_Given exercise_. Locate every line in the material below that contains the string "white" and copy each of those lines in full.

»»

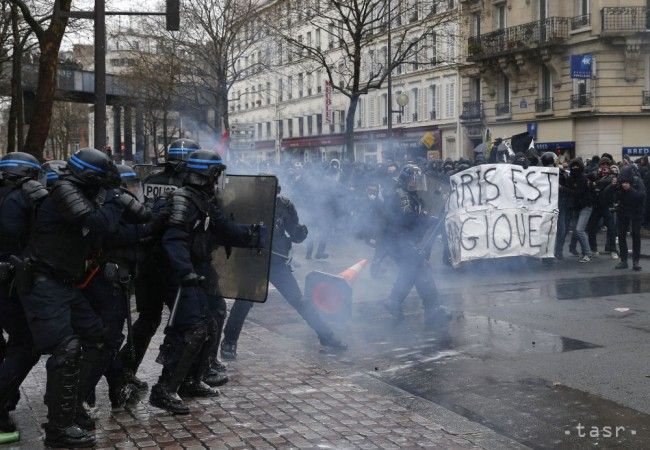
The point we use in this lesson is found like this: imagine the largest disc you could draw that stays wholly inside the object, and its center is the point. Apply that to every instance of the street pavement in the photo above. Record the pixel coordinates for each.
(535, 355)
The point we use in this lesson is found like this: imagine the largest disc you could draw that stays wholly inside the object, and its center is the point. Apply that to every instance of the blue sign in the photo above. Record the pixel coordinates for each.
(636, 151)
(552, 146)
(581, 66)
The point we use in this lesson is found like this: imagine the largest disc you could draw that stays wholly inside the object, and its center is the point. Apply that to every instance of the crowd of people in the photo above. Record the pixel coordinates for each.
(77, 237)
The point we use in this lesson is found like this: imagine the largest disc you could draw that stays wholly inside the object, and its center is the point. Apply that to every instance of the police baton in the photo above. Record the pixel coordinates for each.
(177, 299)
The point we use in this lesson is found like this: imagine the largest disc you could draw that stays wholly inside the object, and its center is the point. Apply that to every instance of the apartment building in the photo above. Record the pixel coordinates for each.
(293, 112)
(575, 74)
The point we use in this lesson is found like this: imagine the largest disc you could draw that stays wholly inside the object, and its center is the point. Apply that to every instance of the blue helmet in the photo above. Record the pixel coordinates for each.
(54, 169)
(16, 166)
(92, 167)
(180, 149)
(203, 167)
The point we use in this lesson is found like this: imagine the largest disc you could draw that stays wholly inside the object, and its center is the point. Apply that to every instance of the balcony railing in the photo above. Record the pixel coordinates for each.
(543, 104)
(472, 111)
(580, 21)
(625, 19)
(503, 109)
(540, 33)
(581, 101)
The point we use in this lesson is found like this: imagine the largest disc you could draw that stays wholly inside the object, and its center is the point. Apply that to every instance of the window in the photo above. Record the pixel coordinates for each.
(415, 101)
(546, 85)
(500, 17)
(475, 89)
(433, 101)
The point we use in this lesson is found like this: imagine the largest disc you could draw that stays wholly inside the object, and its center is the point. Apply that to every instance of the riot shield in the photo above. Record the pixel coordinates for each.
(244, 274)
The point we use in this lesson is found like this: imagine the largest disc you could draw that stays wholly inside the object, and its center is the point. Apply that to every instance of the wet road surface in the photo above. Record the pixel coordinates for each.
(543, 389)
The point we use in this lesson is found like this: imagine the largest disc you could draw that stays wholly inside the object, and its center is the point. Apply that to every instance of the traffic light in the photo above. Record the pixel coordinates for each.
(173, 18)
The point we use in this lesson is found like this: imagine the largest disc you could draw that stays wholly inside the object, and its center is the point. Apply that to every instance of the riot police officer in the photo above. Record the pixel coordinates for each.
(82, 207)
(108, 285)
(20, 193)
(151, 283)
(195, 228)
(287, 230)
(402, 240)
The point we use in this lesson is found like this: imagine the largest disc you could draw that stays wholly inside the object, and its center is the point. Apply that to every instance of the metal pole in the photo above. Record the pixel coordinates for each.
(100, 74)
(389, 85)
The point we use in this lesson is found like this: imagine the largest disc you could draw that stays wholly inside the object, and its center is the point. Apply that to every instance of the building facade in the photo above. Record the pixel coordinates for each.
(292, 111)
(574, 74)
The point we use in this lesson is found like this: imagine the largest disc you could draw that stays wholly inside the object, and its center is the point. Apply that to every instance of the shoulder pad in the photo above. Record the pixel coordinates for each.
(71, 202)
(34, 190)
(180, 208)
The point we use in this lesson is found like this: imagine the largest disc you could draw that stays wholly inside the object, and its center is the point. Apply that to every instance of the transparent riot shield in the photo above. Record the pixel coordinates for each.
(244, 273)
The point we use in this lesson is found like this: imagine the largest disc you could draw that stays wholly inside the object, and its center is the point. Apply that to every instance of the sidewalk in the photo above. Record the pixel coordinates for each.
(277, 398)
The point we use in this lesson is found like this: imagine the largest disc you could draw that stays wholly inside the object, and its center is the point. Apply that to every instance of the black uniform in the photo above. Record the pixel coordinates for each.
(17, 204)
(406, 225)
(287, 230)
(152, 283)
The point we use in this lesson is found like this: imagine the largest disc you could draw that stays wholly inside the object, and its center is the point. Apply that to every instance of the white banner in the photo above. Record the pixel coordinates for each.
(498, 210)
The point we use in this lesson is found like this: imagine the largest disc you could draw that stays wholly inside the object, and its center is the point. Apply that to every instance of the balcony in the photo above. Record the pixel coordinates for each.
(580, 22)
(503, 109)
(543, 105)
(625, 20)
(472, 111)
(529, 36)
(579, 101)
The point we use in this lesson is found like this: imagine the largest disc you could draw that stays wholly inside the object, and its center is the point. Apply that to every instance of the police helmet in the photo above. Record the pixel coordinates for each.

««
»»

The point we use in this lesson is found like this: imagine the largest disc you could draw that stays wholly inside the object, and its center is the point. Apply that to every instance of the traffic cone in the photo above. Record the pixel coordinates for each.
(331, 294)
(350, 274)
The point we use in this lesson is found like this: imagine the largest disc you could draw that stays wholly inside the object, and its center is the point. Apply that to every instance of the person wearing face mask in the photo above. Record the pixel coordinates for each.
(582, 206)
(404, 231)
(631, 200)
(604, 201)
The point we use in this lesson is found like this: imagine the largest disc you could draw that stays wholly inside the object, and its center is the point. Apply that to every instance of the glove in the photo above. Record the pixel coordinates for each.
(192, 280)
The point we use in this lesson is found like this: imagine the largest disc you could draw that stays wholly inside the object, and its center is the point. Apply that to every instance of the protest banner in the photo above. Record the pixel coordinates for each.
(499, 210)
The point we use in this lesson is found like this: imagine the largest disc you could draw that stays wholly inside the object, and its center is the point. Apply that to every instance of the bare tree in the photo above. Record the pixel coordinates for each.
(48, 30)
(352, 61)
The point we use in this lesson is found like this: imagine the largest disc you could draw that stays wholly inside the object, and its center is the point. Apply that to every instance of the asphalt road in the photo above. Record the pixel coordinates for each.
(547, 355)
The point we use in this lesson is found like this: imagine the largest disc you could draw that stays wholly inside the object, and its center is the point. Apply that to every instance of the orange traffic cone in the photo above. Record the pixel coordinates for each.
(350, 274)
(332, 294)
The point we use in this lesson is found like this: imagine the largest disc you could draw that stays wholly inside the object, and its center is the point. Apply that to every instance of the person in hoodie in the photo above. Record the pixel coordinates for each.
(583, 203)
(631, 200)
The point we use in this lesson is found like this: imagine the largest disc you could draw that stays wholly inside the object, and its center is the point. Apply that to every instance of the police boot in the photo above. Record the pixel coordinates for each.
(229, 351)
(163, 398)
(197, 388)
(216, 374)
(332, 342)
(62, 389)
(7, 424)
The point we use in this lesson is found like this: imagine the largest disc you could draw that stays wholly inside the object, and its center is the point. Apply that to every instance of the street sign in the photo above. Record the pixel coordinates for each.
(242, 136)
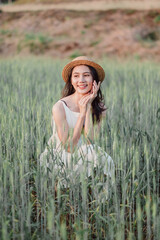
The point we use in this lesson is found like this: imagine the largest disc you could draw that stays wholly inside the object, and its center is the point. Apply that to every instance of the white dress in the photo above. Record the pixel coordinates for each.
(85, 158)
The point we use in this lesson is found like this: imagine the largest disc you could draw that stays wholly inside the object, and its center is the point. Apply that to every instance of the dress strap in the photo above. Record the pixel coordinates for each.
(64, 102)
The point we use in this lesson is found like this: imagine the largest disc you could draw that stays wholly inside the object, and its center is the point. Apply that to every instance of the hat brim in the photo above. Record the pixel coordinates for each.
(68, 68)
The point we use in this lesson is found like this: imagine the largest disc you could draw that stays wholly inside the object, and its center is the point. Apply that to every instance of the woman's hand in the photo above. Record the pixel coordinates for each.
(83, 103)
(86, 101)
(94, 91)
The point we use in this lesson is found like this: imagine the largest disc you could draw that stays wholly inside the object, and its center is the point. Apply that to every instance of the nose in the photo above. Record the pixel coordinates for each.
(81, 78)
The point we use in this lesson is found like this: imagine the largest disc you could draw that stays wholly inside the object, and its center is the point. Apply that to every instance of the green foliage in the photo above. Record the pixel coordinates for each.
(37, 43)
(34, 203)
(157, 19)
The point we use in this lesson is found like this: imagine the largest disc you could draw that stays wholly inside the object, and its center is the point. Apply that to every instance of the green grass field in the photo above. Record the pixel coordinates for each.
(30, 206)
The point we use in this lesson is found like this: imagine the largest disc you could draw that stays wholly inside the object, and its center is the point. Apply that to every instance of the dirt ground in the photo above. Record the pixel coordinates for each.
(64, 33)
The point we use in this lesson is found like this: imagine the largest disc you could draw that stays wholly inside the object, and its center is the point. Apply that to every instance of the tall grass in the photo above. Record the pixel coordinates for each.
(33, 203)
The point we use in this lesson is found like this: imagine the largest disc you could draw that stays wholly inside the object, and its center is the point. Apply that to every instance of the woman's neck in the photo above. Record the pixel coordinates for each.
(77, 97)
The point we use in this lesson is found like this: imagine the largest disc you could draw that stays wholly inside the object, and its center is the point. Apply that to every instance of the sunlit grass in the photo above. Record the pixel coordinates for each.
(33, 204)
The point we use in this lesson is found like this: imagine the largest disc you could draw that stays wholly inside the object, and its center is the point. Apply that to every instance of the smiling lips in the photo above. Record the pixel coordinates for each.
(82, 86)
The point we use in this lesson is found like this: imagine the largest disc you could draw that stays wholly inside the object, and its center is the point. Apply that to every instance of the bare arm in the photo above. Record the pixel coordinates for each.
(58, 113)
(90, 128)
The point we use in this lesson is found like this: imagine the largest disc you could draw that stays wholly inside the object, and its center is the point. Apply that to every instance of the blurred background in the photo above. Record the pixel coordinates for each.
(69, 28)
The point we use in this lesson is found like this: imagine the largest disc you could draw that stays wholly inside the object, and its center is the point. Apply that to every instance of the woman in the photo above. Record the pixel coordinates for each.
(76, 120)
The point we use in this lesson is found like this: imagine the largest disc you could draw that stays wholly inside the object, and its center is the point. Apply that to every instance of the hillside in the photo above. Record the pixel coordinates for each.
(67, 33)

««

_Output for this task_.
The point we use in this lesson is found like this: imagine the largest disc you could draw that stays wholly inside the object, and its center is the point. Apply that to every instance of the white banner in the photo above. Record the pixel coordinates for each.
The point we use in this lesson is found like this: imagine the largest disc you could draw that stays wholly inside the object, and its center is the point. Apply that to every instance of the white dress in the photo above. Record the pixel coordinates for each.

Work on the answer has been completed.